-- BEGIN SELECTED PASSAGE --
At present, Artificial Intelligence (AI) algorithm is utilized for the detection of IoT attacks with high accuracy [9,10]. AI technology has the capability of detecting the variance in methods and channels of attack. This is the major problem confronted by security solutions when it comes to dealing with IoT attacks: attackers introduce slight modifications from the preceding attack which makes the security solution incapable of identifying the threat [11,12]. Researchers and developers utilize AI technology to prevent other risks to the IoT environment by examining system traffic [13,14]. Machine Learning (ML) and Deep Learning (DL) techniques have been converted into security systems to detect the attacks efficiently. DL is an evolution of AI that is contemporary to different real-time applications in order to handle complicated non-linear information.

Waqas et al. [15] inspected cyber security issues from the arrival of distributed denial of service (DDOS), and malware attacks. In this case, various ML techniques such as fuzzy classifier, random forest (RF), support vector machine (SVM), linear regression, Naïve Bayes (NB), decision tree (DT), k-nearest neighbor (KNN), adaptive boosting, tree ensemble, artificial neural network (ANN), and gradient boosting were applied for the recognition of botnet attack. In literature [16], an ensemble learning based approach in IoT (ELBA-IoT) was suggested for botnet attack recognition in IoT networks. This method categorizes the behavioral features of IoT and utilizes ensemble learning for the identification anomalous network traffic in compromised IoT gadgets. Moreover, IoT-related botnet detection technique evaluates three distinct ML methods that belong to DT approaches (RUSBoosted, bagged, and AdaBoosted).
-- END SELECTED PASSAGE --
REQUIRED TASK:
Using the passage on detecting IoT attacks, explain why AI's ability to detect variance in methods and channels of attack matters for security solutions.
-- BEGIN MATERIAL SUPPLIED --
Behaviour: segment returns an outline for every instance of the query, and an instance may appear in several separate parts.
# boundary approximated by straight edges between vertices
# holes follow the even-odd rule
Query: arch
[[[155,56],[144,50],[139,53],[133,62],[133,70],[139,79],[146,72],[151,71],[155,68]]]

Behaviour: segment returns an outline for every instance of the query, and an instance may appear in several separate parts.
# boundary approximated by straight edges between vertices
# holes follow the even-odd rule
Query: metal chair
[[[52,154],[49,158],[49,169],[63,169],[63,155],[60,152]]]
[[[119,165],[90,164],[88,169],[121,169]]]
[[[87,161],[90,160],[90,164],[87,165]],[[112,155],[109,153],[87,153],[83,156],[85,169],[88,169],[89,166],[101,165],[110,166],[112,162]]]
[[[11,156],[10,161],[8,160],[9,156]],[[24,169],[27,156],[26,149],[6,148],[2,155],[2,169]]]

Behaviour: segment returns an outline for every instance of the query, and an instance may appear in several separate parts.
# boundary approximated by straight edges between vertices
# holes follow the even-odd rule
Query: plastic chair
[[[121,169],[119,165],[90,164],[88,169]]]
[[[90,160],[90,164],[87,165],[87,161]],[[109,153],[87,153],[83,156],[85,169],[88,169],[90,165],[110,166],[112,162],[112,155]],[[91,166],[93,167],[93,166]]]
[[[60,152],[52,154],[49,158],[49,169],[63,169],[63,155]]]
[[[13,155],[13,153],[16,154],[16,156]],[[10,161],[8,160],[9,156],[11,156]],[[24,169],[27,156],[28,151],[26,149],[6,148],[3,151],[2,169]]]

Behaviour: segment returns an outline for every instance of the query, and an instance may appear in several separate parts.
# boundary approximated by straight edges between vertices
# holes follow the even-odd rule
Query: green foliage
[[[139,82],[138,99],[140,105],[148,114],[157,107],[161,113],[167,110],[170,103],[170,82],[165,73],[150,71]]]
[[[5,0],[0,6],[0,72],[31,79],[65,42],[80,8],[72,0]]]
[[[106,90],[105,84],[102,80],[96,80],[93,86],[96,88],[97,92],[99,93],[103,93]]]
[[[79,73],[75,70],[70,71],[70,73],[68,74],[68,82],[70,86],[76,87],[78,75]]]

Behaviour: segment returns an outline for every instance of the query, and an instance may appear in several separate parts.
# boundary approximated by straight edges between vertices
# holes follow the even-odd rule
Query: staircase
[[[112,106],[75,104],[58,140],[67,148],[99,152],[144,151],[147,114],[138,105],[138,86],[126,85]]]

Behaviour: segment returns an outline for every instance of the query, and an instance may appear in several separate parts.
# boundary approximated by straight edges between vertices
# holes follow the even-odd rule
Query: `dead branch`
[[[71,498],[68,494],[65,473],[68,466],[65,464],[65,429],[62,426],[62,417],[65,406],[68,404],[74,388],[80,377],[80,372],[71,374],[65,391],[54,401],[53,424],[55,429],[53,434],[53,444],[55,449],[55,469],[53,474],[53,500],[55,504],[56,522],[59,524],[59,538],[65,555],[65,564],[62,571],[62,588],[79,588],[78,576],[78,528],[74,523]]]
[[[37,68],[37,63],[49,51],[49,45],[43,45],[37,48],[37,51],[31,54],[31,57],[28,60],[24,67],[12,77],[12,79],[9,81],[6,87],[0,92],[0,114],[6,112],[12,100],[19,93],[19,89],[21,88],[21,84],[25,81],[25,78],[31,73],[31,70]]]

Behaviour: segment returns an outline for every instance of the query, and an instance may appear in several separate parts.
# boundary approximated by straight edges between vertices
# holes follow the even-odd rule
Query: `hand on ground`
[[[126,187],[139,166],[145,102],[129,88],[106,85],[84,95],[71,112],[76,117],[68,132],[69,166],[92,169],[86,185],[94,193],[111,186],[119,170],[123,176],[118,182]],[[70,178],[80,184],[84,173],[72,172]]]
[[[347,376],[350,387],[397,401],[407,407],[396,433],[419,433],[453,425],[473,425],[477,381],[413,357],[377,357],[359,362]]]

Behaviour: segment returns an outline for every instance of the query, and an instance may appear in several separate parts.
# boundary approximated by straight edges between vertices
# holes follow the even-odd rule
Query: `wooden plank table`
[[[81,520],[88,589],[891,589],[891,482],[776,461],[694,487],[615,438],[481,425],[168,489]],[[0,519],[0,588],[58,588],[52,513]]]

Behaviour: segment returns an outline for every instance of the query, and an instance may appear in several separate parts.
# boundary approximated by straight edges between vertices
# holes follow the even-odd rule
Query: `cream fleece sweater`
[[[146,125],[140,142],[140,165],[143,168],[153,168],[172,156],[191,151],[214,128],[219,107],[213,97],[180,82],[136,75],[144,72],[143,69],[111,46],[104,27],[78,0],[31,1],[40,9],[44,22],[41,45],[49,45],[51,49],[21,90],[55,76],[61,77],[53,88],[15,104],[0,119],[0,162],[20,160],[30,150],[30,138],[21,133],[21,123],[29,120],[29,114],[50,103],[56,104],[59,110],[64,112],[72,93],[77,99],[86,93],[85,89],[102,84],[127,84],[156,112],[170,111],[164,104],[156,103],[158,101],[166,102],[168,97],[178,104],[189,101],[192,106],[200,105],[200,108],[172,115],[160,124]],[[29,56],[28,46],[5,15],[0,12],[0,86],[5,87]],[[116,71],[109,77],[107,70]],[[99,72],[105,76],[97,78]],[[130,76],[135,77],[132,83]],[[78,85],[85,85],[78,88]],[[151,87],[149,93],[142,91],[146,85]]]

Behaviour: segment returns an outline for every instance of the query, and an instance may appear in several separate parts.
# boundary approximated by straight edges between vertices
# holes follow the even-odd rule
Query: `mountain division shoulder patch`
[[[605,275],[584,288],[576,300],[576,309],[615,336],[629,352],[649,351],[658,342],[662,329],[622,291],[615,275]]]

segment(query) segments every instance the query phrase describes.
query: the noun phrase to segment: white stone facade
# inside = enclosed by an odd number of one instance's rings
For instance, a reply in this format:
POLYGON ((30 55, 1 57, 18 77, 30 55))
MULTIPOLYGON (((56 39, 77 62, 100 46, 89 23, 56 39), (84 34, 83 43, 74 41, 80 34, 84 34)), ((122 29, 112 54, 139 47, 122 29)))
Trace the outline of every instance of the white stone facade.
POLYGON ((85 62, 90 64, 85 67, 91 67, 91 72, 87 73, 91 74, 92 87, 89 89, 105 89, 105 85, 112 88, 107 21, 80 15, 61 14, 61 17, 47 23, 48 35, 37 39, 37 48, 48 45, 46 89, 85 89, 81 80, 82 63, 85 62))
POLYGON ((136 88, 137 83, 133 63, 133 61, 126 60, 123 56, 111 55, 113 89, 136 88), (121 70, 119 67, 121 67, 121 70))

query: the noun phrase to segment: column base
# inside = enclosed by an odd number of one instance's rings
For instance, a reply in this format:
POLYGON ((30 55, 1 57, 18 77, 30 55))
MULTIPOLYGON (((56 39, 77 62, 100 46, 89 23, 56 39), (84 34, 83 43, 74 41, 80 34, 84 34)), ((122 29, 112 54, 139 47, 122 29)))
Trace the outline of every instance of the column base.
-- END MATERIAL SUPPLIED --
SOLUTION FOR THIS PROBLEM:
Attackers make slight modifications to a preceding attack, and those small changes leave security solutions unable to identify the threat. That is the major problem security solutions face with IoT attacks. AI can detect such variance in attack methods and channels, so it addresses that problem.